**What the task asks:**
Reproduce the data below, substituting "pin" for every occurrence of "marker" and leaving all other text unchanged.

**Data entries:**

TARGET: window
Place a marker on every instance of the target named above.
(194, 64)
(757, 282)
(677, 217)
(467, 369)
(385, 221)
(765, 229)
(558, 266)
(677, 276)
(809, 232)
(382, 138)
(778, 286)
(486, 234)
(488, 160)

**Full answer:**
TARGET: window
Place a pin on every instance of the target named above.
(194, 64)
(757, 282)
(677, 217)
(467, 369)
(385, 221)
(765, 229)
(558, 266)
(677, 276)
(809, 232)
(382, 138)
(778, 286)
(486, 234)
(488, 160)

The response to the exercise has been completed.